** START Data for processing **
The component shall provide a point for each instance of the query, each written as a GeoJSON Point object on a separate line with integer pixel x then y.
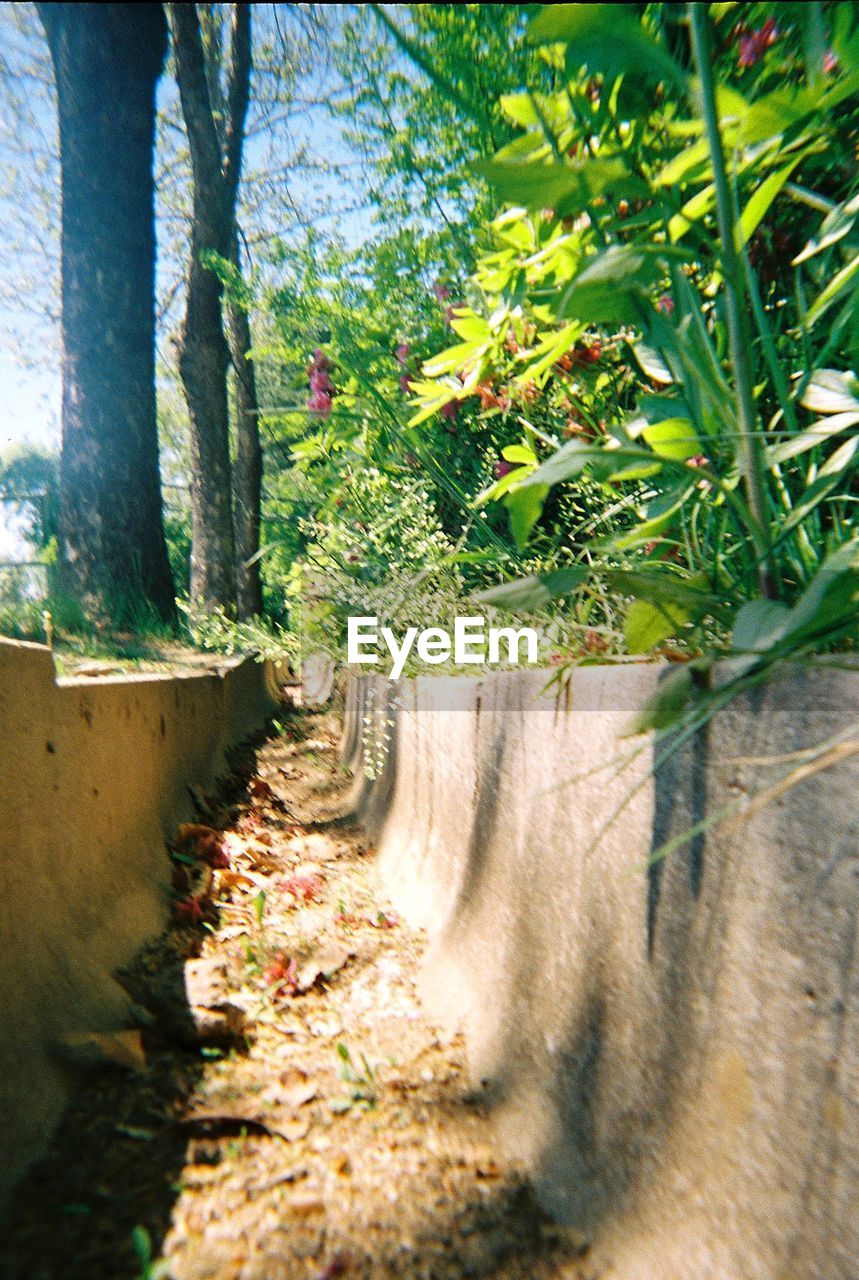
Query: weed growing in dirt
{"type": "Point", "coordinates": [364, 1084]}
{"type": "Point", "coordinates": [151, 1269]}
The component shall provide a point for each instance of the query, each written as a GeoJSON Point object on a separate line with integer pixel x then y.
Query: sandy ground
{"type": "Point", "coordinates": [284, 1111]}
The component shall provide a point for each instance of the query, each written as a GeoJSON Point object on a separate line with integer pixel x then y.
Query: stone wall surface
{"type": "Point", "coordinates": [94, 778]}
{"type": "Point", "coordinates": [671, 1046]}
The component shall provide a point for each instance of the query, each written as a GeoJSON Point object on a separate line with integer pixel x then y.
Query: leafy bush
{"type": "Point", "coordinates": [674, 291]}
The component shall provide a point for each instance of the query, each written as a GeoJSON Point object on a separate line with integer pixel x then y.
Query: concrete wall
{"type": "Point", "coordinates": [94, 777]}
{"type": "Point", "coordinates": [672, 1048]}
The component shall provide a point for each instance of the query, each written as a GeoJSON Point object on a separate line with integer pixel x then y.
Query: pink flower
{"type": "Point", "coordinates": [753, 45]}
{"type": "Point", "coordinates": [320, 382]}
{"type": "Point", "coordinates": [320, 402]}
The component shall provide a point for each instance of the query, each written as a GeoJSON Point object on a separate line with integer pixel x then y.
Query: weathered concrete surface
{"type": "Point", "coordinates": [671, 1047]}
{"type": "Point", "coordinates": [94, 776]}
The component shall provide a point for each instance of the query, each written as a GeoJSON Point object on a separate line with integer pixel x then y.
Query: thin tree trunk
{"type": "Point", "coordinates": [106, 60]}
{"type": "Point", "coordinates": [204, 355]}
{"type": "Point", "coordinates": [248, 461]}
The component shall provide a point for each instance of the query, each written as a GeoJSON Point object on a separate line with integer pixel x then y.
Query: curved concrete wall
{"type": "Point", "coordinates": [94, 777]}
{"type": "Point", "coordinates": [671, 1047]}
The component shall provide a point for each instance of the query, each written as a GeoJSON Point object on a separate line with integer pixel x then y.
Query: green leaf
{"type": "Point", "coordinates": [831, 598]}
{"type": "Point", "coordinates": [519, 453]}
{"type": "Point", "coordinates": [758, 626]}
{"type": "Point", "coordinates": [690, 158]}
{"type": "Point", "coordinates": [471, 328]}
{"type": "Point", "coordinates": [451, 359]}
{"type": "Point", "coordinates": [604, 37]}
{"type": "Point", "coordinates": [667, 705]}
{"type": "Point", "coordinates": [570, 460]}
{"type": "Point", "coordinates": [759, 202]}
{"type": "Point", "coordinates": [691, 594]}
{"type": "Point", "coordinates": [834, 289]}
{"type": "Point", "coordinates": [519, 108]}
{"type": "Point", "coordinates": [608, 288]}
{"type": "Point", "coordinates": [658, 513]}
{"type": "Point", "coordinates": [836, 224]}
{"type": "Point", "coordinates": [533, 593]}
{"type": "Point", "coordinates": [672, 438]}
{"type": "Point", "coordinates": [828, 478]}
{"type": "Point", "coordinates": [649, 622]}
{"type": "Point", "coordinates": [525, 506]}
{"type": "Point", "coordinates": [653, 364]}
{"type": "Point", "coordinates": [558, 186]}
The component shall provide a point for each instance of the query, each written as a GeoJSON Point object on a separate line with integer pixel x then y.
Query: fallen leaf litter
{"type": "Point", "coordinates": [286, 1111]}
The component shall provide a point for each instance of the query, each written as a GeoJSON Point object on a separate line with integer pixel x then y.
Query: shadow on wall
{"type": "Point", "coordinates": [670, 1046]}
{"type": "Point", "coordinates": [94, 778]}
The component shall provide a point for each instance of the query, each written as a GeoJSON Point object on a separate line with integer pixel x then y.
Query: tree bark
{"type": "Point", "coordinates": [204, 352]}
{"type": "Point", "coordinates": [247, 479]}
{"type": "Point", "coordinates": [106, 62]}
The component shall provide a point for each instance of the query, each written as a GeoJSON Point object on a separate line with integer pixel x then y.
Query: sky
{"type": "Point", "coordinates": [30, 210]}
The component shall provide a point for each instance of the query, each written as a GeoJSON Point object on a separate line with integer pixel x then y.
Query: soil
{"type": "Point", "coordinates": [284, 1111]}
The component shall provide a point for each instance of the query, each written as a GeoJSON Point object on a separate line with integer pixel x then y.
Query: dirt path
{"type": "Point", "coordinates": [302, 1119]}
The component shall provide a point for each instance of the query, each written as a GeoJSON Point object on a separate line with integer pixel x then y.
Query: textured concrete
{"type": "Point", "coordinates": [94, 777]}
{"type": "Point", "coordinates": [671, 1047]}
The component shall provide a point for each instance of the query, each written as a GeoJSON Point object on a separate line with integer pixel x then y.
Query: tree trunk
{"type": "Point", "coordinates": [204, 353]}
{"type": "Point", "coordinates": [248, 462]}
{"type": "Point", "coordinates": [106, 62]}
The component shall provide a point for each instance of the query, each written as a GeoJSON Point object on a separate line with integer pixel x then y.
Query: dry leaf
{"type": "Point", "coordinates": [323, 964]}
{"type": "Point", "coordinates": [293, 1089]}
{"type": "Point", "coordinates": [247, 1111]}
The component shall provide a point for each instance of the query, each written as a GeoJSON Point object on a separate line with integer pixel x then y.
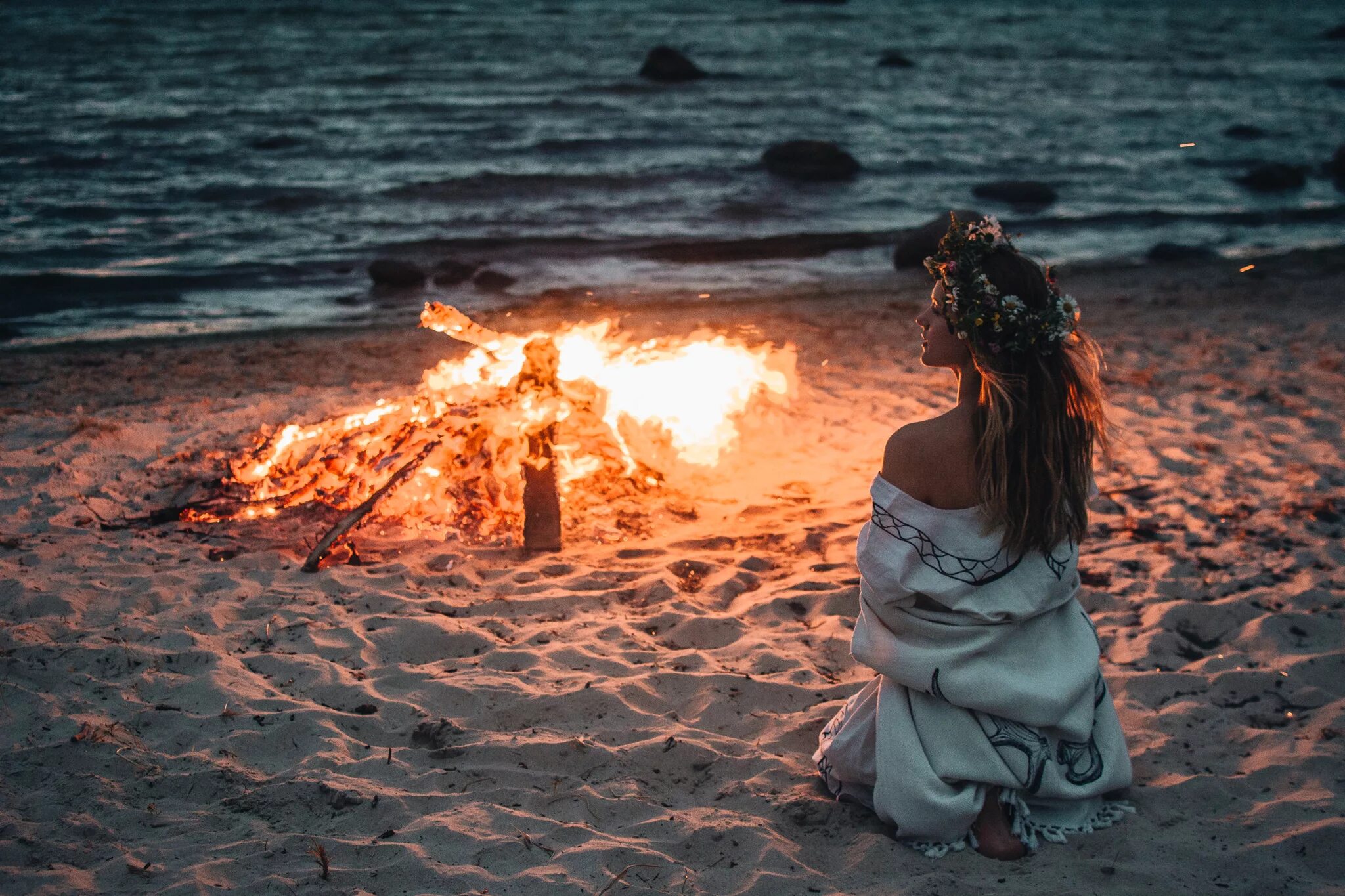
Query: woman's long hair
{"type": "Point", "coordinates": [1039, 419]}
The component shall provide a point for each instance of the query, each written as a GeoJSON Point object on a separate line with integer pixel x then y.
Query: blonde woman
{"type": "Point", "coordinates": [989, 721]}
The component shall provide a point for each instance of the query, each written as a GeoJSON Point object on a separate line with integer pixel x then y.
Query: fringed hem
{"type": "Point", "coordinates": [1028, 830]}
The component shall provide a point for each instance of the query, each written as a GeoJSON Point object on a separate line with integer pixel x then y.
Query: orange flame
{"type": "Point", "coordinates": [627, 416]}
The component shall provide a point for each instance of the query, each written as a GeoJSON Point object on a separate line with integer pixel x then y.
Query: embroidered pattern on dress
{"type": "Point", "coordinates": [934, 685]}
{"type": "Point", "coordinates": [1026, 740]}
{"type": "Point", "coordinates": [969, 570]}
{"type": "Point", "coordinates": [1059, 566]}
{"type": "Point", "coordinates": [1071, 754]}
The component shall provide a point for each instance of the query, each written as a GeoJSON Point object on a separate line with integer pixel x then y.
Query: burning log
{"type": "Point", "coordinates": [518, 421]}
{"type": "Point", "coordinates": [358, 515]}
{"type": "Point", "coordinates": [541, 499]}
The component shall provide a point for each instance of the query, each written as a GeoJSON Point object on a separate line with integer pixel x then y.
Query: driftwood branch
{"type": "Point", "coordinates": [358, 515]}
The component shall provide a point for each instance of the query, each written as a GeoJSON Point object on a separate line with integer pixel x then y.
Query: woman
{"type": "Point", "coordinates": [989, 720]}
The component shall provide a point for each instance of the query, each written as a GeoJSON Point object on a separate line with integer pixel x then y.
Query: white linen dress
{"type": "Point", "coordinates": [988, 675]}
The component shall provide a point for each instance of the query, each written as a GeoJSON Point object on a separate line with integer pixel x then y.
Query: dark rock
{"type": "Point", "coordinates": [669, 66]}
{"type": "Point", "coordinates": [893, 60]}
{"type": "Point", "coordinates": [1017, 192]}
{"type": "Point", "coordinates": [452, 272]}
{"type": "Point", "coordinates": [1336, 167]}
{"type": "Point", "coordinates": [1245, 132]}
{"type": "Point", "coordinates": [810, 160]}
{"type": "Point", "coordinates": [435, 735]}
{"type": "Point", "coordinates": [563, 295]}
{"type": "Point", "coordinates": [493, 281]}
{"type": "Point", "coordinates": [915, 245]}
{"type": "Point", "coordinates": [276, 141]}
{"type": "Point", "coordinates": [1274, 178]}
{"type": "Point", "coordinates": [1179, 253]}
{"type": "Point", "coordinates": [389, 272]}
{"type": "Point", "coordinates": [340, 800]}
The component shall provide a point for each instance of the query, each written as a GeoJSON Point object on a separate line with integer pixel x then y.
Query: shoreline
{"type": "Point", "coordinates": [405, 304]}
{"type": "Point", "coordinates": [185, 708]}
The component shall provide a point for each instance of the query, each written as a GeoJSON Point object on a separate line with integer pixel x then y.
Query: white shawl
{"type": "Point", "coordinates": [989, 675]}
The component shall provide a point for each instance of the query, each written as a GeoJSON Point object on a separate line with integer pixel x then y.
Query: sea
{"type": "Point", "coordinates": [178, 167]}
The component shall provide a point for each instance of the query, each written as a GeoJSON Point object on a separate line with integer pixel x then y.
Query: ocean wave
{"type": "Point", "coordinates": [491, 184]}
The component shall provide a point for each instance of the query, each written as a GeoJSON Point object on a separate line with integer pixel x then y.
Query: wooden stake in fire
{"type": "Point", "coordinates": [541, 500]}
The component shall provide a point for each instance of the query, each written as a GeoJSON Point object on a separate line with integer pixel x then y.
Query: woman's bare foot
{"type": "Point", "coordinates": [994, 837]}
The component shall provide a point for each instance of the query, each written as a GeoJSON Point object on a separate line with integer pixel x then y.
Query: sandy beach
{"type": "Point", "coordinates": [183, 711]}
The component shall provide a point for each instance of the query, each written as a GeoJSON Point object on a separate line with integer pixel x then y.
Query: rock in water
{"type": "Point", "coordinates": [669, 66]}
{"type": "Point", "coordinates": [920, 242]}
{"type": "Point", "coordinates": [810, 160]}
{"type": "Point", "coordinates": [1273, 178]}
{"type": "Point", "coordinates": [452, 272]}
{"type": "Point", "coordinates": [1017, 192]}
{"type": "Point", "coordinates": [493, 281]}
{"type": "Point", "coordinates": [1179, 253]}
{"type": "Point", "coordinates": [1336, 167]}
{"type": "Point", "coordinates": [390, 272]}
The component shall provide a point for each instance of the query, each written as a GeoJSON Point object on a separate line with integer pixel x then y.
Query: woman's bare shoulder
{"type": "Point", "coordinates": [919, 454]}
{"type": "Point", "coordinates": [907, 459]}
** END Data for processing **
▶ [Task brief]
Count the lines in the records that contain the word "wall", and reply with only the number.

▶ [Correct response]
4